#### [Aim]
Copy only what runs from the line containing "target | distant building" through the end of the material below, line for line, with both ends included.

↓↓↓

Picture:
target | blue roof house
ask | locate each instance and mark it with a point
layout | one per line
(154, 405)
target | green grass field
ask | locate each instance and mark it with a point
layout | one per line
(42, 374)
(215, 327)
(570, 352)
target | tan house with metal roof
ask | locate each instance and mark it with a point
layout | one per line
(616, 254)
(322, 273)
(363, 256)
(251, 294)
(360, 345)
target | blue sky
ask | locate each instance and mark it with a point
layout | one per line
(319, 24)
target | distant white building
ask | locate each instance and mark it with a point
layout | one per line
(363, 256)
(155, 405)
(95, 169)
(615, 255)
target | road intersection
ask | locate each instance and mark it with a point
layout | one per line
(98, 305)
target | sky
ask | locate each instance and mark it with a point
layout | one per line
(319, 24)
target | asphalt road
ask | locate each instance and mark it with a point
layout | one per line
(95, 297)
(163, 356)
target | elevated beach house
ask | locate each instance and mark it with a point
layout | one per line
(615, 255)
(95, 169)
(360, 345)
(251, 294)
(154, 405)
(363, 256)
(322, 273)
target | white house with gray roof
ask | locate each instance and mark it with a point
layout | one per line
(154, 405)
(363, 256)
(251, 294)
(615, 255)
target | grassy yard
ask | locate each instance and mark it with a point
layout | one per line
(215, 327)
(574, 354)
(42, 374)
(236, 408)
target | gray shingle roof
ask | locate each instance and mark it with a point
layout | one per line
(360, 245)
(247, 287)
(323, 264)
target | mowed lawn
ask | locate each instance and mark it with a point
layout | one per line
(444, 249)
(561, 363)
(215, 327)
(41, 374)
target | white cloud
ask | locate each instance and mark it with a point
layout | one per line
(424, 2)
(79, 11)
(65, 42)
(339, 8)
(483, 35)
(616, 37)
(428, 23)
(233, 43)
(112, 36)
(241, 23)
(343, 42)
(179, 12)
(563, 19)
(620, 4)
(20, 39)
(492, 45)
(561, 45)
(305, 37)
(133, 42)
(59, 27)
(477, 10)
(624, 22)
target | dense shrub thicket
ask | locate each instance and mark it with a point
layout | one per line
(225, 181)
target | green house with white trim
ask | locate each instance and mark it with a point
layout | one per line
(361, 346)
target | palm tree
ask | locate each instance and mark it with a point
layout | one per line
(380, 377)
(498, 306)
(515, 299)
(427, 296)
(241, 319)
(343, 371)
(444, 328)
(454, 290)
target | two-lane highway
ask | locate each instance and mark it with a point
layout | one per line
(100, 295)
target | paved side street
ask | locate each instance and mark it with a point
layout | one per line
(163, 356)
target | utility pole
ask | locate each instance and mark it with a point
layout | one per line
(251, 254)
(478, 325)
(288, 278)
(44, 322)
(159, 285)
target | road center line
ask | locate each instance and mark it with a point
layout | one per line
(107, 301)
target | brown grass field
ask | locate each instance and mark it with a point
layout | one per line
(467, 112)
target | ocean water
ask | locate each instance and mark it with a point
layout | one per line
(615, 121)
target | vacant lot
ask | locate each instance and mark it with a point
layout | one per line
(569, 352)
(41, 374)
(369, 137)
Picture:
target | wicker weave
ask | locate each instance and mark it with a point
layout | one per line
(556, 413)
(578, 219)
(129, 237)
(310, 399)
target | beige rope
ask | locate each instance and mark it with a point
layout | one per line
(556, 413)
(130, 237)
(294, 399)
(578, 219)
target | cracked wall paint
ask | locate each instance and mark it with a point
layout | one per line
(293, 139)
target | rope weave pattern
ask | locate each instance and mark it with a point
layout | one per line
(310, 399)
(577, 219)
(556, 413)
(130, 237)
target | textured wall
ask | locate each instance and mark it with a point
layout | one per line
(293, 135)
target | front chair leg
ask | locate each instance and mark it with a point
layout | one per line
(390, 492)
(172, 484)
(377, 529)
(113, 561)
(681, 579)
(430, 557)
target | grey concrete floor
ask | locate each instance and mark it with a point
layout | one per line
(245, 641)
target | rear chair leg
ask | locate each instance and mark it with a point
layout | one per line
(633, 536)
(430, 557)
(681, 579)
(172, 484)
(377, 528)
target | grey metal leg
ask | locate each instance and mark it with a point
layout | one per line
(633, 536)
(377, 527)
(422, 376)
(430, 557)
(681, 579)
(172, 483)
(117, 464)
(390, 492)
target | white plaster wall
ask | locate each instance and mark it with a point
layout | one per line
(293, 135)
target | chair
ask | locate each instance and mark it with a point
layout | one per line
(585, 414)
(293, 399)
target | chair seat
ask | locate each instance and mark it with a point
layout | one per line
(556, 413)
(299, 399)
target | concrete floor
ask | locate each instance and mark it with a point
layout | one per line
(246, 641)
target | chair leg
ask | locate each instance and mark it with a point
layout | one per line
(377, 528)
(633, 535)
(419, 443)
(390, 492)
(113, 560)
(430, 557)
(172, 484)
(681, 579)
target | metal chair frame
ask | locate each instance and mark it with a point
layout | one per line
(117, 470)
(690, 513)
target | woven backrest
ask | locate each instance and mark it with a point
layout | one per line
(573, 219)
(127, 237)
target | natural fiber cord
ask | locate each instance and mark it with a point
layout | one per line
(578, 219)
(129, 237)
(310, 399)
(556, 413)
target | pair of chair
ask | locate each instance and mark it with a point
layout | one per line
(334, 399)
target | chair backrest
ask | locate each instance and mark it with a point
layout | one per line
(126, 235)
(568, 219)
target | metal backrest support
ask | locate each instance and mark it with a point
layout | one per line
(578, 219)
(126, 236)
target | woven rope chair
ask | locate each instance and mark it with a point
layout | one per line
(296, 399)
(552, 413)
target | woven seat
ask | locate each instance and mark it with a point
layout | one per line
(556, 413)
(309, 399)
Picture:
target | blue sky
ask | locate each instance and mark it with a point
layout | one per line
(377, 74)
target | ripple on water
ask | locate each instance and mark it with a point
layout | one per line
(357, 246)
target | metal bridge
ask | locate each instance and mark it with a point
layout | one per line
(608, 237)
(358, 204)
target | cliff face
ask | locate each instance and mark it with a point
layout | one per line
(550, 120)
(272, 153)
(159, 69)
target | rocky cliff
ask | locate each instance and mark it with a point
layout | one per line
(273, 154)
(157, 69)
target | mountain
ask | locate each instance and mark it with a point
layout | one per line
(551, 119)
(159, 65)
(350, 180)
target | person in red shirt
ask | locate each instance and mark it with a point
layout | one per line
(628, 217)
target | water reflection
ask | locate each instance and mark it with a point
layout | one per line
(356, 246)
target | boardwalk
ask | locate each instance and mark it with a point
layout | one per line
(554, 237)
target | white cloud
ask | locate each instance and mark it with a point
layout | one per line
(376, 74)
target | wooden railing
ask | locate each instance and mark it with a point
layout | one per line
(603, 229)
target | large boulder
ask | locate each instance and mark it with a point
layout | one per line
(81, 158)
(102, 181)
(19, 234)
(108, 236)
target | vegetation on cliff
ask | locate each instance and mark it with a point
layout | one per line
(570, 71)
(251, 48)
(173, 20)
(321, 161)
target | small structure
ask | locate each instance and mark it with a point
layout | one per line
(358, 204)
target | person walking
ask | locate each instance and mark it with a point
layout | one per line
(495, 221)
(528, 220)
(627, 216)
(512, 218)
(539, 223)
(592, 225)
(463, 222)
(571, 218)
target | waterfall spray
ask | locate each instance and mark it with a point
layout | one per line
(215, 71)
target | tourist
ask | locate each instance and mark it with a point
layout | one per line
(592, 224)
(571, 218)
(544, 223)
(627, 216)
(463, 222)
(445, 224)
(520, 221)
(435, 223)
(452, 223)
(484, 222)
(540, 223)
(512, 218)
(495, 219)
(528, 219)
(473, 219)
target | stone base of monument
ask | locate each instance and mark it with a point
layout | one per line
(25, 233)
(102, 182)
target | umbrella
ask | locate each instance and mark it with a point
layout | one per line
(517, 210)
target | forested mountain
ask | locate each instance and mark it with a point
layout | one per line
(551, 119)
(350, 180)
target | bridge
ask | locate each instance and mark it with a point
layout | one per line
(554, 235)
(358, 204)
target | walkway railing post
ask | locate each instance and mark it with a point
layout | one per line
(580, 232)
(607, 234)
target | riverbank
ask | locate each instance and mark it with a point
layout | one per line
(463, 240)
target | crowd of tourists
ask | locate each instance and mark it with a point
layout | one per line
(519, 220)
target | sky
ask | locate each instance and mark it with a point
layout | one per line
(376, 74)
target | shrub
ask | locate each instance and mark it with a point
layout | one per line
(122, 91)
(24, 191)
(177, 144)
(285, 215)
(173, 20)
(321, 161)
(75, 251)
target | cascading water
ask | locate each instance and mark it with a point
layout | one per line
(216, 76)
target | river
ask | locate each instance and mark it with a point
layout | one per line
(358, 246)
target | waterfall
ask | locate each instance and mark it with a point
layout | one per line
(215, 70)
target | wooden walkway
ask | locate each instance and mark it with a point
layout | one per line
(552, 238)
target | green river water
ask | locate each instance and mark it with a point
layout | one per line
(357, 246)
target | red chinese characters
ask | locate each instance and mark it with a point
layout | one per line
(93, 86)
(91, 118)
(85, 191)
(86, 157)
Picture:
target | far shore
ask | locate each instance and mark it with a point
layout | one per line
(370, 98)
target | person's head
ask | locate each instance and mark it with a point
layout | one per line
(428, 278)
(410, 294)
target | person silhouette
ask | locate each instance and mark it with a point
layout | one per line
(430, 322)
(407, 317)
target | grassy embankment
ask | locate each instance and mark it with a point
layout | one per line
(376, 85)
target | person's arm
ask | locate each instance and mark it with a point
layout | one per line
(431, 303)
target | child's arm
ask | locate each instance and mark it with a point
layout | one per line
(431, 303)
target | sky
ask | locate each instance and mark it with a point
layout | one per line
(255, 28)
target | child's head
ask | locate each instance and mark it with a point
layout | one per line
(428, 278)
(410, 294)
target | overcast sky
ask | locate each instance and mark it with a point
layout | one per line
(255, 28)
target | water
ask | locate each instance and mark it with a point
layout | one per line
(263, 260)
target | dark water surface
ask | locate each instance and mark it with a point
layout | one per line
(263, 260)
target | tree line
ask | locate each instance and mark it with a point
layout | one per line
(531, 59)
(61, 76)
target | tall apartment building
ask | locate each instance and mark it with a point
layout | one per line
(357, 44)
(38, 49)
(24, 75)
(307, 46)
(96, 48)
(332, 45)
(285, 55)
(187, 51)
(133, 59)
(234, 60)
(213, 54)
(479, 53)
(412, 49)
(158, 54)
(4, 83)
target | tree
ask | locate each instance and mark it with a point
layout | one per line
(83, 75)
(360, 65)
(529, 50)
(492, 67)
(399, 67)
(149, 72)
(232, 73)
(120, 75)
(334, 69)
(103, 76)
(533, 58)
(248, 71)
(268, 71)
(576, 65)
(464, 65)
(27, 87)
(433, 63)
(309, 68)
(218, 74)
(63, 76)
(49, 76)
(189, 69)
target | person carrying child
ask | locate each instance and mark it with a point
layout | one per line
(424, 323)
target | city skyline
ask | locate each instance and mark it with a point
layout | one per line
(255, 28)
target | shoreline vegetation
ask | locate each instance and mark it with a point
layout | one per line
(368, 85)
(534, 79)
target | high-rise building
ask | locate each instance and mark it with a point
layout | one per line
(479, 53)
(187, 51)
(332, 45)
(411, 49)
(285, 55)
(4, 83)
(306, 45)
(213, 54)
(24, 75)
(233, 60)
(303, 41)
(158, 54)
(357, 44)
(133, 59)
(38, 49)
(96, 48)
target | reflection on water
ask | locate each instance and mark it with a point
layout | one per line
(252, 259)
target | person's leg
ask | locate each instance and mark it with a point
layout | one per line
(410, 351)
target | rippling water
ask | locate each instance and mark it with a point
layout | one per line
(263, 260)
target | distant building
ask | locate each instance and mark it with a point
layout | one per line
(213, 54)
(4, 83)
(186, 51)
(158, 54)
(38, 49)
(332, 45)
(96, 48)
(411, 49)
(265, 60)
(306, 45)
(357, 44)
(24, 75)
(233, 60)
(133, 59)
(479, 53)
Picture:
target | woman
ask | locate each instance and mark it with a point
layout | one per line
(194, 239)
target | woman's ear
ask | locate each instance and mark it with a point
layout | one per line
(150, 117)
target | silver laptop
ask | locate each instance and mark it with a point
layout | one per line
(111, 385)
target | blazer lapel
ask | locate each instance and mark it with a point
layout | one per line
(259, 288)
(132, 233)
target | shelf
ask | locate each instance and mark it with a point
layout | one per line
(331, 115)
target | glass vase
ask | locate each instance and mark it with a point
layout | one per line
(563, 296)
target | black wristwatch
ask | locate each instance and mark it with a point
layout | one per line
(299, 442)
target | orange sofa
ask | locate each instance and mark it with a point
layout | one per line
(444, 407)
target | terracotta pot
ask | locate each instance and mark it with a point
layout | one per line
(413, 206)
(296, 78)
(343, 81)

↑↑↑

#### [Complete response]
target | distant building
ask | locate each instance and mark it with a point
layout | one per line
(213, 54)
(4, 83)
(186, 51)
(158, 54)
(38, 49)
(332, 45)
(96, 48)
(411, 49)
(265, 60)
(306, 45)
(357, 44)
(24, 75)
(233, 60)
(133, 59)
(479, 53)
Picture:
target | woman
ask | locate each instance and mark it with a point
layout | one per line
(194, 239)
target | woman's ear
ask | locate each instance and mark it with a point
layout | one per line
(150, 117)
target | silver laptop
ask | locate each instance and mark it with a point
layout | one per line
(111, 385)
target | blazer lapel
ask | locate each instance and mark it with a point
layout | one per line
(259, 288)
(132, 233)
target | shelf
ask | locate each instance and mark it with a point
layout | one per line
(331, 115)
target | glass vase
ask | locate each instance and mark it with a point
layout | one per line
(563, 296)
target | black wristwatch
ask | locate each instance and mark it with a point
layout | one per line
(299, 442)
target | orange sofa
ask | locate each instance and mark it with a point
layout | one per line
(444, 407)
target | terracotta pot
ask | locate each instance and mark it with a point
layout | one per line
(413, 206)
(296, 78)
(343, 81)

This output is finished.